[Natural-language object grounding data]

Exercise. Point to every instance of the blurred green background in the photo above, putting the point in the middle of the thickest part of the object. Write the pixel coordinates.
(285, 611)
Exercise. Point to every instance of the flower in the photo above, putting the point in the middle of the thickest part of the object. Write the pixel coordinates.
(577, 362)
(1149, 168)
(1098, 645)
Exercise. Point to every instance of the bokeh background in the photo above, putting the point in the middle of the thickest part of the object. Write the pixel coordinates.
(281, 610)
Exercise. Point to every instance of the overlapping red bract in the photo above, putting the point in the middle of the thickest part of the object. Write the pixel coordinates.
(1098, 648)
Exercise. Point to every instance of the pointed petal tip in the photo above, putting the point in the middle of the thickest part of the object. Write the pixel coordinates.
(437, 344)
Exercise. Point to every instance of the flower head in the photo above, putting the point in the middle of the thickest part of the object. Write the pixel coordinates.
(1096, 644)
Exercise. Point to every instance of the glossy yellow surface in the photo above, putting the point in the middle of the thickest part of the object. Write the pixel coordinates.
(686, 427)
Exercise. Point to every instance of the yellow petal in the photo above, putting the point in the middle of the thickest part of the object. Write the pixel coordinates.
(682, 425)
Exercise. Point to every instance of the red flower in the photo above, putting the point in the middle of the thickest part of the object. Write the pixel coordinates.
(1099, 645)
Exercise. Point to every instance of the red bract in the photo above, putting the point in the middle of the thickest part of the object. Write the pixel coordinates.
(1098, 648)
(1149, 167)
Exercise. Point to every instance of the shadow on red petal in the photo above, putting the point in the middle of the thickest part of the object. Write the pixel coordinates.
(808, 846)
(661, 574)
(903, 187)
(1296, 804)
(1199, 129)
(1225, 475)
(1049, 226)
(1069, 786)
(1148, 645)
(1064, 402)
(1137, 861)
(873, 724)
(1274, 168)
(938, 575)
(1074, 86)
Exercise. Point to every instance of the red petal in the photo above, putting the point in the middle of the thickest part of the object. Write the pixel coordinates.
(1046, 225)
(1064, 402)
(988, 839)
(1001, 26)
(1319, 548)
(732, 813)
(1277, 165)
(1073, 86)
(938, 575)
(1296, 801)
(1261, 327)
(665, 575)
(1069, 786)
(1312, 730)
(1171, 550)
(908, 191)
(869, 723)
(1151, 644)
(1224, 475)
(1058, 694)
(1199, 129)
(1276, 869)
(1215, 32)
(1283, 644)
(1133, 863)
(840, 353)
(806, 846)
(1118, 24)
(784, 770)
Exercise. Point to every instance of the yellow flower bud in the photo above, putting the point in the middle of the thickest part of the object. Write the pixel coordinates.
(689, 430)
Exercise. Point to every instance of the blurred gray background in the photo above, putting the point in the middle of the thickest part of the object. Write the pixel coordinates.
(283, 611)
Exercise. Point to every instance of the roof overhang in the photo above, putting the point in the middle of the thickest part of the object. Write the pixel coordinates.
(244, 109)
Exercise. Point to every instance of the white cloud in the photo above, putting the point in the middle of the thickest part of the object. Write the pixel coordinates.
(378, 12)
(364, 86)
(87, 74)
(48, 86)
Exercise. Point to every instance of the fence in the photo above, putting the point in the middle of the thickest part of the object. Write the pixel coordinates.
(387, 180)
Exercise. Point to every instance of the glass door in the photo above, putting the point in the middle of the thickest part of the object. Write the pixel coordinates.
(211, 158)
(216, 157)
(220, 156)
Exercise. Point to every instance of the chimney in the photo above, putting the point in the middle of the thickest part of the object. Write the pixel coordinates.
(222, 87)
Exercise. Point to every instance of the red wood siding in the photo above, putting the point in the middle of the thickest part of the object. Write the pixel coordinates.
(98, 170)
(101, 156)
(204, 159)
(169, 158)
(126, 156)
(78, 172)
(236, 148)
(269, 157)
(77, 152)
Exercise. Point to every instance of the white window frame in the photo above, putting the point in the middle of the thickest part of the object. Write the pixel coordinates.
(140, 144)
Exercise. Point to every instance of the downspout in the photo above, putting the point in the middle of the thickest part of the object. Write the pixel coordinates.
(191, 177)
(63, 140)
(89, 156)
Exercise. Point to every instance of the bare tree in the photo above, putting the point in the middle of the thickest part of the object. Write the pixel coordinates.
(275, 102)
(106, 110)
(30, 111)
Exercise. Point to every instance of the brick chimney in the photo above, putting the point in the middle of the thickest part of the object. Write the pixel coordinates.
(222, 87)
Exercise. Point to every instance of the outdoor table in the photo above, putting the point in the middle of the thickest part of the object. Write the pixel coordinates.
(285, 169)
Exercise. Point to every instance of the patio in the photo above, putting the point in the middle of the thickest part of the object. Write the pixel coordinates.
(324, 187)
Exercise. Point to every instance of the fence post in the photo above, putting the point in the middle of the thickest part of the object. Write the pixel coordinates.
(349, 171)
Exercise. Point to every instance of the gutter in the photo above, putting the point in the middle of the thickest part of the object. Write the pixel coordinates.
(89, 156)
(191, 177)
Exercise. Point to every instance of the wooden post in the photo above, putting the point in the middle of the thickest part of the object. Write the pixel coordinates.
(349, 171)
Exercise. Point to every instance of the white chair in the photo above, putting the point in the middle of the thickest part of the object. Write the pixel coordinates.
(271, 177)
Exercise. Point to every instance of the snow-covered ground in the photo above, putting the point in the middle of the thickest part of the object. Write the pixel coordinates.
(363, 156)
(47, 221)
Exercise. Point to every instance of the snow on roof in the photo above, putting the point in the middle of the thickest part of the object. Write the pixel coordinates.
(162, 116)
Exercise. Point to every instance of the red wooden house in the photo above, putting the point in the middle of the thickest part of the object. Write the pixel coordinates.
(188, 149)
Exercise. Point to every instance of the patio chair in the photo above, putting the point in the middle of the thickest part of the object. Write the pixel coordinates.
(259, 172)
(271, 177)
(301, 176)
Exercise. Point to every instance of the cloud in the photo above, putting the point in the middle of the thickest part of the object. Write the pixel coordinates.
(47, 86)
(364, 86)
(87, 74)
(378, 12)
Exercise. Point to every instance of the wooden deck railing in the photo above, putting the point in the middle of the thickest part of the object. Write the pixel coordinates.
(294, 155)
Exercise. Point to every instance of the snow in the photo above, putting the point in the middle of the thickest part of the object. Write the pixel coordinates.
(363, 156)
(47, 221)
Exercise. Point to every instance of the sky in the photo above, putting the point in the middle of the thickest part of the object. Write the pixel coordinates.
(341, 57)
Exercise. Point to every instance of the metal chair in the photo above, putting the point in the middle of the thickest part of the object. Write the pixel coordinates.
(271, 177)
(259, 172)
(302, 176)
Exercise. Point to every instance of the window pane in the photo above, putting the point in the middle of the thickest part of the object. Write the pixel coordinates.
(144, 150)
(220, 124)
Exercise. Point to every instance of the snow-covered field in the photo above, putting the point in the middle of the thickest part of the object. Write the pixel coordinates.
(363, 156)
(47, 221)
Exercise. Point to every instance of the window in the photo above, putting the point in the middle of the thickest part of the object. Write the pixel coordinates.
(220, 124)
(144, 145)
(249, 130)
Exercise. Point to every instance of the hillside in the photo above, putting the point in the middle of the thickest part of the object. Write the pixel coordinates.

→ **What is expected**: Every entry above must be reproduced word for word.

→ **Exercise output**:
Exercise. Point to every instance of the blurred green background in the photo above, putting the point in the middle of the thickest part of the object. Write the pixel coordinates.
(285, 611)
Exercise. Point to every instance of the flower in the photo above, putting the point in the middle of the thickest part of the object. Write the pixel coordinates.
(577, 362)
(1149, 168)
(1098, 645)
Exercise. Point to every instance of the bokeh background in the photo above, putting the point in the middle of the thickest part of the object. Write the pixel coordinates.
(281, 610)
Exercise. Point to every instance of the overlapping red bract in the photo above, putting the point in the middle of the thickest part of the object. Write the pixel coordinates.
(1098, 648)
Exercise. Point to every instance of the pointed petal tip in the photo above, putting the point in the middle of the thickest part of the object. Write the pixel coordinates.
(437, 344)
Exercise. Point to every instance of the flower head in the photo above, putting the point in the middle of the thickest part of the object. Write the pixel coordinates.
(1096, 644)
Exercise. Point to every instance of the glossy yellow surface in the photo above, putting the point in the middle of the thickest part of the object. Write the pixel coordinates.
(686, 427)
Exercise. Point to every instance of the yellow petal in the photo above, putting the point in the middle of the thickest part of the object. Write the pixel coordinates.
(682, 425)
Exercise. Point to every instance of the red flower in the photo above, putting the point in the middle of the thickest part of the object. Write the pixel coordinates.
(1099, 645)
Exercise. Point to every instance of the red bract in the photo above, putting the point in the middle of the thickest part of the object. Write the pixel coordinates.
(1098, 648)
(1149, 167)
Exercise. Point to every instance of the shadow on red petal in the photo above, putting the point in the middle of the thickest part of the object. Write the pixel coordinates.
(808, 846)
(661, 574)
(903, 187)
(1296, 804)
(1199, 129)
(1225, 475)
(1049, 226)
(1069, 786)
(1148, 645)
(1064, 402)
(1137, 861)
(873, 724)
(1274, 168)
(938, 575)
(1074, 86)
Exercise. Point to every instance of the red petal in the photo above, putting the point in the middle of the thickest part of the object. Write the pixel coordinates.
(1046, 225)
(1064, 402)
(988, 839)
(1001, 26)
(1319, 548)
(732, 813)
(1277, 165)
(1073, 86)
(938, 575)
(1296, 801)
(1261, 327)
(665, 575)
(1069, 786)
(1312, 730)
(1171, 550)
(908, 191)
(869, 723)
(1151, 644)
(1224, 475)
(1058, 694)
(1199, 129)
(1276, 869)
(1215, 32)
(1283, 644)
(1133, 863)
(840, 353)
(806, 846)
(1118, 24)
(784, 770)
Exercise. Point to every instance of the yellow flower bud in the photo above, putting the point in the middle of the thickest part of the object. Write the pixel coordinates.
(689, 430)
Exercise. Point to every instance of the blurred gray background in the photo above, putting the point in the middle of the thickest part of the object. Write the pixel coordinates.
(283, 611)
Exercise. Point to every instance of the roof overhang in the photo above, putting the point in the middle of the thickest part of the object. Write the pixel coordinates.
(244, 109)
Exercise. Point to every instance of the white cloud in the photo above, putting the point in the middle of the thickest part of the object. Write the pixel coordinates.
(378, 12)
(364, 86)
(87, 74)
(48, 86)
Exercise. Point to every instance of the fence in the photo above, putting the point in the middle of the thickest part of the object. Write the pixel coordinates.
(387, 180)
Exercise. Point to every instance of the glass door in the photo above, putting the point in the middle of the thickest part of the object. Write the pixel coordinates.
(211, 158)
(216, 157)
(220, 156)
Exercise. Point to every instance of the chimney in the photo above, putting the point in the middle of the thickest part of the object. Write the pixel coordinates.
(222, 87)
Exercise. Point to every instance of the red wood siding in the photo above, putting the point in the middle of the thickest part of the object. Write the pixel coordinates.
(98, 170)
(101, 156)
(204, 159)
(169, 158)
(126, 156)
(78, 172)
(236, 148)
(269, 157)
(77, 152)
Exercise. Point to every instance of the white window frame in the photo above, putting the point in the middle of the thickest part of the object. Write the pixel coordinates.
(140, 144)
Exercise. Point to every instance of the downspout in the photo above, putting the point in the middle of the thickest part of the object. Write the pixel coordinates.
(191, 177)
(63, 140)
(89, 156)
Exercise. Point to every instance of the bare tree in the photo above, putting the point in the middle of the thickest part of the object. Write the pixel coordinates.
(275, 102)
(106, 110)
(30, 111)
Exercise. Point to every instance of the brick chimney in the photo above, putting the point in the middle of the thickest part of the object. Write the pixel coordinates.
(222, 87)
Exercise. Point to every instance of the outdoor table in the photo above, putting the point in the middle of the thickest part of the object. Write the pixel coordinates.
(285, 169)
Exercise. Point to every instance of the patio in the photo above, putting the point in the middle of the thickest part of the object. Write the pixel coordinates.
(324, 187)
Exercise. Point to every instance of the fence post in the photo above, putting the point in the middle of the thickest part of the object. Write the pixel coordinates.
(349, 171)
Exercise. Point to every instance of the gutter in the photo above, putting the point in the middle of the thickest part of the object. Write the pixel coordinates.
(89, 156)
(191, 177)
Exercise. Point to every instance of the wooden post in the photo above, putting the point in the middle of the thickest part of the object. Write the pixel coordinates.
(349, 171)
Exercise. Point to every instance of the white chair in the photo above, putting the point in the middle of the thickest part of the object. Write the pixel coordinates.
(271, 177)
Exercise. Point to every instance of the snow-covered ground in the photo above, putting the point in the middle of the thickest part of the object. Write the pixel coordinates.
(363, 156)
(47, 221)
Exercise. Point to every instance of the snow on roof in the photo above, putting the point in the middle of the thickest part of the object. Write the pixel coordinates.
(162, 116)
Exercise. Point to every instance of the red wooden house in the photo above, putting the point in the middle of the thickest part of the object. Write the pixel coordinates.
(188, 149)
Exercise. Point to every instance of the patio chair in the photo above, putting the point in the middle of the thickest part of the object. Write the pixel coordinates.
(259, 172)
(271, 177)
(301, 176)
Exercise. Point to every instance of the cloud in the photo above, putting the point in the middle of the thickest part of the object. Write the pixel coordinates.
(47, 86)
(364, 86)
(87, 74)
(378, 12)
Exercise. Point to every instance of the wooden deck railing in the photo above, putting the point in the middle of the thickest part of the object. Write the pixel coordinates.
(294, 155)
Exercise. Point to every instance of the snow in the photo above, putting the point in the middle of the thickest part of the object. Write the pixel coordinates.
(363, 156)
(47, 221)
Exercise. Point to every instance of the sky in the photo above, putting the point in the middle of the thickest part of the object. Write the pixel coordinates.
(341, 57)
Exercise. Point to every instance of the metal chair in the photo above, putting the point in the middle of the thickest part of the object. Write the pixel coordinates.
(271, 177)
(259, 172)
(302, 176)
Exercise. Point to every instance of the window pane in the photo above, putting the point in the middle of the thickest part of the object. Write the pixel coordinates.
(144, 150)
(220, 124)
Exercise. Point to every instance of the snow-covered field in the photo above, putting the point in the middle of the thickest part of the object. Write the pixel coordinates.
(363, 156)
(47, 221)
Exercise. Point to every instance of the window in the photo above, putting the point in the middle of the thickest part of the object. Write the pixel coordinates.
(220, 124)
(144, 145)
(249, 130)
Exercise. Point to every instance of the hillside in the photo above, putting the point in the middle of the thickest part of the object. Write the pixel coordinates.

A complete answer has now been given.